Passage for review START
Precision Drilling posts $75.9 million loss in second quarter despite better outlook
The Calgary-based company lost $5.71 per diluted share, compared with a loss of $3.56 per share or $48.9 million a year earlier
CALGARY — Precision Drilling Corp. tripled its Canadian rig count in the second quarter, even as its net loss surged to $75.9 million because of compensation charges.
The Calgary-based company lost $5.71 per diluted share, compared with a loss of $3.56 per share or $48.9 million a year earlier.
But Precision’s revenues for the three months ended June 30 increased 6.1 per cent year-over-year to $201.4 million from $189.8 million, due to higher oil and natural gas prices and an improved outlook for the Canadian energy sector.
“We are at the beginning stages of what’s emerging as a strong industry recovery,” said chief executive Kevin Neveu in a conference call with analysts.
Precision, which is the largest drilling rig contractor in the country, currently has 52 operating drilling rigs in Canada compared to 13 this time last year, Neveu said. The current rig count exceeds both 2019 and 2018 levels.
Passage for review END
Recorded data START
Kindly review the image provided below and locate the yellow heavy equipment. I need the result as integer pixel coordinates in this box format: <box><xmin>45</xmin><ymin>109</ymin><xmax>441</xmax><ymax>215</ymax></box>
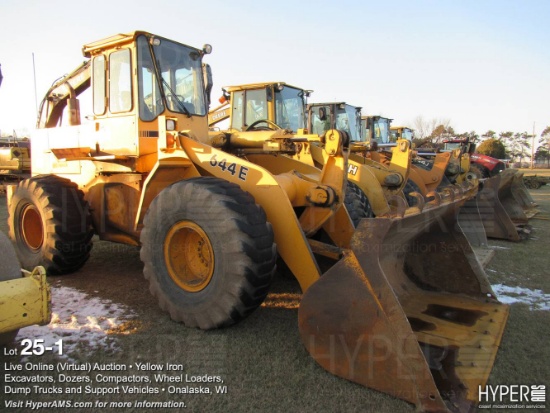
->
<box><xmin>0</xmin><ymin>232</ymin><xmax>51</xmax><ymax>346</ymax></box>
<box><xmin>209</xmin><ymin>87</ymin><xmax>411</xmax><ymax>217</ymax></box>
<box><xmin>8</xmin><ymin>31</ymin><xmax>509</xmax><ymax>411</ymax></box>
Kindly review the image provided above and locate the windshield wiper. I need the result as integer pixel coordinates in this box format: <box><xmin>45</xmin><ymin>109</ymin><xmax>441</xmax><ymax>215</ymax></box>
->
<box><xmin>161</xmin><ymin>76</ymin><xmax>191</xmax><ymax>118</ymax></box>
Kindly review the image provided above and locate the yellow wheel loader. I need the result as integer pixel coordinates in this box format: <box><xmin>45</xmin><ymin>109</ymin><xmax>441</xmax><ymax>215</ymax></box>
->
<box><xmin>209</xmin><ymin>82</ymin><xmax>411</xmax><ymax>217</ymax></box>
<box><xmin>0</xmin><ymin>232</ymin><xmax>51</xmax><ymax>346</ymax></box>
<box><xmin>9</xmin><ymin>31</ymin><xmax>508</xmax><ymax>411</ymax></box>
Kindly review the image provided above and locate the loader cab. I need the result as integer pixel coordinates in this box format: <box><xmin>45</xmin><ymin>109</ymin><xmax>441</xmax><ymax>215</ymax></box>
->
<box><xmin>390</xmin><ymin>126</ymin><xmax>414</xmax><ymax>142</ymax></box>
<box><xmin>307</xmin><ymin>102</ymin><xmax>361</xmax><ymax>142</ymax></box>
<box><xmin>224</xmin><ymin>82</ymin><xmax>309</xmax><ymax>131</ymax></box>
<box><xmin>361</xmin><ymin>116</ymin><xmax>393</xmax><ymax>144</ymax></box>
<box><xmin>33</xmin><ymin>31</ymin><xmax>211</xmax><ymax>180</ymax></box>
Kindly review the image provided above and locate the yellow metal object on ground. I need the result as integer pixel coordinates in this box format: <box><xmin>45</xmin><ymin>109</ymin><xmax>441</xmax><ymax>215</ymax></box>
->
<box><xmin>0</xmin><ymin>267</ymin><xmax>51</xmax><ymax>333</ymax></box>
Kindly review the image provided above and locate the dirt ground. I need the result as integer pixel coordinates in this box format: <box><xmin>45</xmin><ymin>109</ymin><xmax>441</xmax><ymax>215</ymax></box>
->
<box><xmin>0</xmin><ymin>181</ymin><xmax>550</xmax><ymax>413</ymax></box>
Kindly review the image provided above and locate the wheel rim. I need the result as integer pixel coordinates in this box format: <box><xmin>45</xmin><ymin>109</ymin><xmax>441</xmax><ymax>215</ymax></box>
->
<box><xmin>164</xmin><ymin>221</ymin><xmax>214</xmax><ymax>292</ymax></box>
<box><xmin>21</xmin><ymin>204</ymin><xmax>44</xmax><ymax>251</ymax></box>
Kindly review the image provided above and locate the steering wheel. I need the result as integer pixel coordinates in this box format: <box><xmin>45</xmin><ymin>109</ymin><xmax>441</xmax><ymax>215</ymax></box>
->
<box><xmin>246</xmin><ymin>119</ymin><xmax>282</xmax><ymax>131</ymax></box>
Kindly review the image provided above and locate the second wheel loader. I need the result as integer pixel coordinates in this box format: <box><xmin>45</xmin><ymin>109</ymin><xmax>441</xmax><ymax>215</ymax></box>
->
<box><xmin>8</xmin><ymin>31</ymin><xmax>509</xmax><ymax>412</ymax></box>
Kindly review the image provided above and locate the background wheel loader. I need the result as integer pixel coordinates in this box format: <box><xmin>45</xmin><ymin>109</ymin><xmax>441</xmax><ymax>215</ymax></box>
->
<box><xmin>8</xmin><ymin>31</ymin><xmax>508</xmax><ymax>411</ymax></box>
<box><xmin>209</xmin><ymin>82</ymin><xmax>416</xmax><ymax>217</ymax></box>
<box><xmin>443</xmin><ymin>139</ymin><xmax>538</xmax><ymax>241</ymax></box>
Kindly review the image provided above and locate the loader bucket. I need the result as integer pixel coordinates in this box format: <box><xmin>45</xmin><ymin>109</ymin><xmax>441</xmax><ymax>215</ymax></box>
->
<box><xmin>299</xmin><ymin>195</ymin><xmax>509</xmax><ymax>412</ymax></box>
<box><xmin>498</xmin><ymin>169</ymin><xmax>527</xmax><ymax>224</ymax></box>
<box><xmin>510</xmin><ymin>171</ymin><xmax>539</xmax><ymax>218</ymax></box>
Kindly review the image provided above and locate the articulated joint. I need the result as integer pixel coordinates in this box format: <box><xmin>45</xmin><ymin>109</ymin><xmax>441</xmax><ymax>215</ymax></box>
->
<box><xmin>445</xmin><ymin>163</ymin><xmax>461</xmax><ymax>176</ymax></box>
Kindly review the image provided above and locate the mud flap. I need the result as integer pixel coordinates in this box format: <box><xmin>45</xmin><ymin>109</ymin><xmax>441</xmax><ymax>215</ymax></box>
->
<box><xmin>299</xmin><ymin>203</ymin><xmax>509</xmax><ymax>411</ymax></box>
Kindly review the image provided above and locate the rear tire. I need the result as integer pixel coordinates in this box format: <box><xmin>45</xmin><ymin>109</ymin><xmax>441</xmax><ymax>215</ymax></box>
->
<box><xmin>8</xmin><ymin>175</ymin><xmax>93</xmax><ymax>275</ymax></box>
<box><xmin>344</xmin><ymin>181</ymin><xmax>374</xmax><ymax>228</ymax></box>
<box><xmin>0</xmin><ymin>232</ymin><xmax>21</xmax><ymax>346</ymax></box>
<box><xmin>140</xmin><ymin>177</ymin><xmax>277</xmax><ymax>330</ymax></box>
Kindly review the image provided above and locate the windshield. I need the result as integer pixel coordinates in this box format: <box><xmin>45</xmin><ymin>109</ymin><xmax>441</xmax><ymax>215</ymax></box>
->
<box><xmin>445</xmin><ymin>142</ymin><xmax>461</xmax><ymax>151</ymax></box>
<box><xmin>372</xmin><ymin>118</ymin><xmax>390</xmax><ymax>143</ymax></box>
<box><xmin>275</xmin><ymin>86</ymin><xmax>305</xmax><ymax>132</ymax></box>
<box><xmin>138</xmin><ymin>36</ymin><xmax>206</xmax><ymax>121</ymax></box>
<box><xmin>336</xmin><ymin>104</ymin><xmax>361</xmax><ymax>142</ymax></box>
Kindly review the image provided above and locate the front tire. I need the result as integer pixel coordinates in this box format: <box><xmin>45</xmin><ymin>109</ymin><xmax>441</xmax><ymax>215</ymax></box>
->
<box><xmin>344</xmin><ymin>181</ymin><xmax>374</xmax><ymax>228</ymax></box>
<box><xmin>8</xmin><ymin>175</ymin><xmax>93</xmax><ymax>275</ymax></box>
<box><xmin>140</xmin><ymin>177</ymin><xmax>277</xmax><ymax>330</ymax></box>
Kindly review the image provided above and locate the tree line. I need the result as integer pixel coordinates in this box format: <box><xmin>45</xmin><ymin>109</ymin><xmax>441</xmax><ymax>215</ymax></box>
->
<box><xmin>414</xmin><ymin>116</ymin><xmax>550</xmax><ymax>167</ymax></box>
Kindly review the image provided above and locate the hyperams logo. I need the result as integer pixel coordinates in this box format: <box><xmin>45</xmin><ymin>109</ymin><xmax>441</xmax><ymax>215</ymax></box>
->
<box><xmin>478</xmin><ymin>384</ymin><xmax>546</xmax><ymax>409</ymax></box>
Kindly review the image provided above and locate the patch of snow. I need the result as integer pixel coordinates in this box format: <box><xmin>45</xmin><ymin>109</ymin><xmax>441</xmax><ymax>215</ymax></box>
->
<box><xmin>492</xmin><ymin>284</ymin><xmax>550</xmax><ymax>311</ymax></box>
<box><xmin>16</xmin><ymin>284</ymin><xmax>136</xmax><ymax>358</ymax></box>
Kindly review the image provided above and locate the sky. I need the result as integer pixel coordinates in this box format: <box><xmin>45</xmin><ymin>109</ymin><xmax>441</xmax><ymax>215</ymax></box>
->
<box><xmin>0</xmin><ymin>0</ymin><xmax>550</xmax><ymax>135</ymax></box>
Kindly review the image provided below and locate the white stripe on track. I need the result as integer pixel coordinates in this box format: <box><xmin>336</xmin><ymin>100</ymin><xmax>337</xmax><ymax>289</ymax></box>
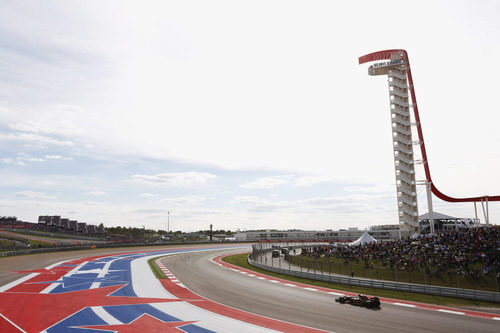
Recorded data END
Task goal
Transcribe the article above on Precision Drilling's second-quarter loss in full and word for word, from the headline through the last sentence.

Written answer
Precision Drilling posts $75.9 million loss in second quarter despite better outlook
The Calgary-based company lost $5.71 per diluted share, compared with a loss of $3.56 per share or $48.9 million a year earlier
CALGARY — Precision Drilling Corp. tripled its Canadian rig count in the second quarter, even as its net loss surged to $75.9 million because of compensation charges.
The Calgary-based company lost $5.71 per diluted share, compared with a loss of $3.56 per share or $48.9 million a year earlier.
But Precision’s revenues for the three months ended June 30 increased 6.1 per cent year-over-year to $201.4 million from $189.8 million, due to higher oil and natural gas prices and an improved outlook for the Canadian energy sector.
“We are at the beginning stages of what’s emerging as a strong industry recovery,” said chief executive Kevin Neveu in a conference call with analysts.
Precision, which is the largest drilling rig contractor in the country, currently has 52 operating drilling rigs in Canada compared to 13 this time last year, Neveu said. The current rig count exceeds both 2019 and 2018 levels.